[What you have to do]
Your task is to write out every line of the data exactly. Drop the pictures.
============================================================
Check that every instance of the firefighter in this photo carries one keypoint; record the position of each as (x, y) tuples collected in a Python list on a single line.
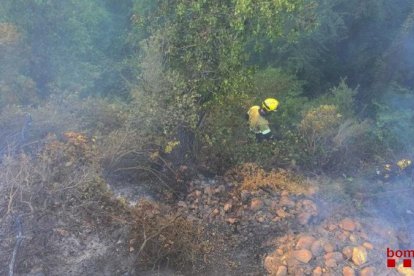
[(257, 121), (390, 171)]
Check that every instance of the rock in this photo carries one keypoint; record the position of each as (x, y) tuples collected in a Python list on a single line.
[(216, 212), (286, 202), (303, 218), (348, 271), (271, 264), (227, 207), (332, 227), (347, 224), (331, 263), (281, 271), (337, 256), (281, 213), (329, 247), (368, 245), (284, 193), (182, 204), (353, 238), (317, 271), (316, 248), (261, 219), (221, 189), (359, 255), (368, 271), (231, 220), (310, 206), (302, 255), (208, 191), (305, 242), (406, 271), (256, 204), (279, 252), (245, 195), (347, 251)]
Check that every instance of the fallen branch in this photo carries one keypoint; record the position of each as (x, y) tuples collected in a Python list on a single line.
[(19, 239)]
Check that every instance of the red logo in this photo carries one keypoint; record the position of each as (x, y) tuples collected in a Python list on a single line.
[(407, 255)]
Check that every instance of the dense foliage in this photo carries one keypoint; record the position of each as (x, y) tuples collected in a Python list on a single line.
[(187, 71)]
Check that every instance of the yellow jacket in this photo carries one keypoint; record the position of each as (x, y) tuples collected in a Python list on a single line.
[(257, 123)]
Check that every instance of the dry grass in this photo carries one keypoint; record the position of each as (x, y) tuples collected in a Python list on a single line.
[(165, 238), (252, 177)]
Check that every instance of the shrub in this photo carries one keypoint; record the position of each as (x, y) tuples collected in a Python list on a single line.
[(224, 137), (318, 128), (251, 177), (164, 238)]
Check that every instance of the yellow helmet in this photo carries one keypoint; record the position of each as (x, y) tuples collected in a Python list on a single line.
[(270, 104), (403, 163)]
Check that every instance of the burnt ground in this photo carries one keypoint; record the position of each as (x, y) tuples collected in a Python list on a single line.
[(324, 231)]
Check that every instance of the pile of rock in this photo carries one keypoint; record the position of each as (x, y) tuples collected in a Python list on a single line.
[(332, 248), (224, 202)]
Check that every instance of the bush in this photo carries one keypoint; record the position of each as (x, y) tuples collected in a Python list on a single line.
[(163, 238), (224, 137), (251, 177)]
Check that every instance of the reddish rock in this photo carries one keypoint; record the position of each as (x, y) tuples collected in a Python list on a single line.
[(347, 224), (281, 271), (329, 247), (334, 255), (256, 204), (317, 271), (348, 271), (303, 218), (359, 255), (332, 227), (331, 263), (305, 242), (368, 245), (368, 271), (231, 220), (302, 255), (281, 213), (245, 196), (316, 248), (227, 207), (279, 252), (347, 251), (310, 206), (182, 204), (286, 202), (271, 264), (353, 238)]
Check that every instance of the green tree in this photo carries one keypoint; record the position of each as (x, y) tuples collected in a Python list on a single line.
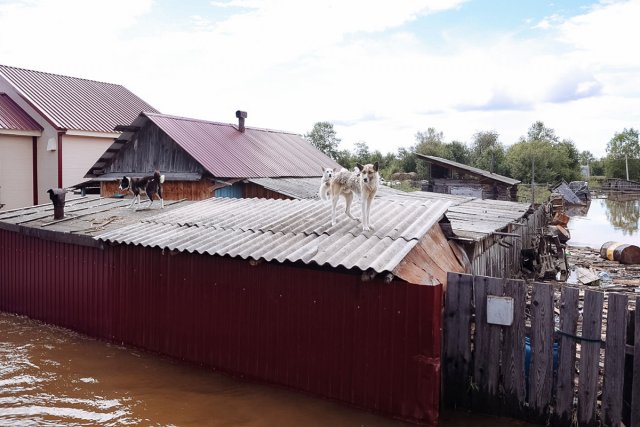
[(324, 138), (554, 160), (488, 153), (623, 145)]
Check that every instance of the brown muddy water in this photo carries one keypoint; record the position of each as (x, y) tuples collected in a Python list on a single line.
[(51, 376)]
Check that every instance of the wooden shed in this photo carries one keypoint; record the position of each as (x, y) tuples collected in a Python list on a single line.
[(286, 299), (202, 159), (449, 177)]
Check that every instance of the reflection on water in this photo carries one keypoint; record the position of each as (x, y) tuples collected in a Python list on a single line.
[(50, 377), (615, 218)]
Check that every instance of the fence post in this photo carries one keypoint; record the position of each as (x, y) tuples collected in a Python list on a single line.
[(541, 367), (612, 391), (589, 358), (563, 412)]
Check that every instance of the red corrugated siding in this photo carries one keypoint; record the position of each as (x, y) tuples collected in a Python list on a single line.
[(372, 345)]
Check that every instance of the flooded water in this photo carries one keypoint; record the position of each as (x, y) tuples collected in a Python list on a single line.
[(50, 376), (613, 219)]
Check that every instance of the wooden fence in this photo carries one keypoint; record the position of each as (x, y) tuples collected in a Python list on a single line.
[(564, 360)]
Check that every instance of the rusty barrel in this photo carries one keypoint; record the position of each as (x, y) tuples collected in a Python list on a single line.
[(624, 253)]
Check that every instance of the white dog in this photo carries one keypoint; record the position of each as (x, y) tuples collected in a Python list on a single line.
[(323, 191), (364, 183)]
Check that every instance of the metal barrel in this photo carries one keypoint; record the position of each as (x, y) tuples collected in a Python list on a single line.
[(624, 253)]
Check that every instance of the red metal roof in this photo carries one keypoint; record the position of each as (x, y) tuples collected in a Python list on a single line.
[(256, 153), (73, 103), (12, 117)]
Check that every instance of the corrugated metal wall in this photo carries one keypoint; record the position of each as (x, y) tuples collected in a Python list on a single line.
[(372, 345)]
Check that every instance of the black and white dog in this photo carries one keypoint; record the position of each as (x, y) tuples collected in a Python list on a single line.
[(150, 184)]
============================================================
[Your response]
Check that every instance of the firefighter in this photo carries one keypoint; record the position of each as (x, y) tuples collected in a Python list on a single line.
[(257, 121), (390, 171)]
Check that every instance of the rock in this photo carries one keypoint; record the position of each as (x, y) tuples collected in a Python list on a single line.
[(216, 212), (286, 202), (303, 218), (348, 271), (271, 264), (227, 207), (332, 227), (347, 224), (331, 263), (281, 271), (337, 256), (281, 213), (329, 247), (368, 245), (284, 193), (182, 204), (353, 238), (317, 271), (316, 248), (261, 219), (221, 189), (359, 255), (368, 271), (231, 220), (310, 206), (302, 255), (208, 191), (305, 242), (406, 271), (256, 204), (279, 252), (245, 195), (347, 251)]
Check that every instance of the fallen branch in this photo carries one keypoint; record the position of each as (x, y) tuples collected in a Python list on a single line.
[(19, 239)]
Check that every instance of the red logo in this photo carries one keypoint; record the position of each as (x, y) tuples collected in a Python list on a single line.
[(407, 255)]
Check that every instance of the dense foliage in this photo carries one keypoint; record the position of each as (x, y) tuples collected in a Python list on a single line.
[(187, 71)]
Check that every instance of the yellow jacket in this photo carries one keypoint; record the position of each as (x, y) tuples collected in a Python list on a single line.
[(257, 123)]
Check that every instance of the dry grass in this photo carries one keypoint; record the position of each as (x, y) tuples collected in a Python list on a single line.
[(165, 238), (252, 177)]
Check that every instance of the shrub in this photo carries one keypoint; record the position of each as (x, y) tuples collected in a Python list on a single line.
[(224, 137), (318, 128), (251, 177), (164, 238)]
Check that every instance of the yellow helmet in this photo carries one keypoint; record the position of each as (x, y) tuples collected in a Python list on a single line.
[(270, 104), (403, 163)]
Check that every instance of the burnt ground in this photo carries one keypoint; record the position of each as (x, y) tuples collected in a Python list on a single line.
[(324, 231)]
Check that every instance of the pile of rock in this photo carries one keypoint; record the position of each as (x, y) tuples collected in a Python list on a single line.
[(332, 248), (224, 202)]
Check that every instance of the bush in this photo carries one keypoint; record the position of each as (x, y) tuples collected in a Python list on a single line.
[(163, 238), (224, 137), (251, 177)]
Check that every instance of the reddish rock in this photo carries one keypoint; record the position of each as (x, y) tuples collected in a Python list on a single line.
[(347, 224), (281, 271), (329, 247), (334, 255), (256, 204), (317, 271), (348, 271), (303, 218), (359, 255), (332, 227), (331, 263), (305, 242), (368, 245), (368, 271), (231, 220), (302, 255), (281, 213), (245, 196), (316, 248), (227, 207), (279, 252), (347, 251), (310, 206), (182, 204), (286, 202), (271, 264), (353, 238)]
Check that every instance of the green tree in this photo carries one keypoint; record the position of each as (x, y) tuples collected in a Python list on a single line.
[(324, 138), (554, 160), (488, 153), (623, 145)]
Check that every instance of the brown muddy water in this photo carries one keypoint; record the position of each as (x, y) tuples collected in a Python list on a single line.
[(51, 376)]
Check that every instance of the wooden shed in this photo carries one keypoint; record the position of each as (x, y) tuples collected in a Python list on a single line.
[(286, 299), (202, 159), (449, 177)]
Check that every instance of the reflection on water in this photo carries one keypoint; record the position of each as (x, y) tuples collected in a Python list on a single line.
[(50, 377), (615, 218)]
Check that every instance of the fence post in this photo carries one keypoint; record the position of each as (x, y) tuples collected in a Python list on a single line.
[(541, 367), (612, 391), (589, 358), (563, 412)]
Check that every instance of the red corrugated siding in this photo carries one keypoint; record the position of each as (x, y) tuples collected in a Python list on a single line.
[(372, 345)]
Check that every instance of the flooded water in this photo carries one keypoint; record the position of each as (x, y) tuples collected in a Python list on a single line.
[(50, 376), (613, 219)]
Check that every instance of the wooden fence in this photo carries one keypoint; record the position of each as (x, y) tuples collected in a Python list on a single line.
[(564, 360)]
Check that every instance of the rusty barrel in this photo carries one keypoint; record the position of each as (x, y) tuples collected in a Python list on a single line.
[(624, 253)]
Check that every instance of the white dog in this photo carries one keypoint; record the position of each as (x, y) tuples collected in a Python list on a single line.
[(323, 191), (364, 183)]
Check that every instance of the metal barrel in this photo carries one keypoint; record the position of each as (x, y) tuples collected in a Python list on a single line.
[(624, 253)]
Check that every instance of the red metal roof in this photo carries one keypoint; record the position of each as (x, y) tuples collected in a Python list on a single line.
[(256, 153), (73, 103), (12, 117)]
Check that every instance of the corrugated metal wall in this photo carries one keypoint; record the position of each as (x, y) tuples collected in a Python list on a single line.
[(372, 345)]
Check that every instance of the black and white dog in this photo carries one keypoint; record the position of each as (x, y) tuples collected in a Python list on a single line.
[(150, 184)]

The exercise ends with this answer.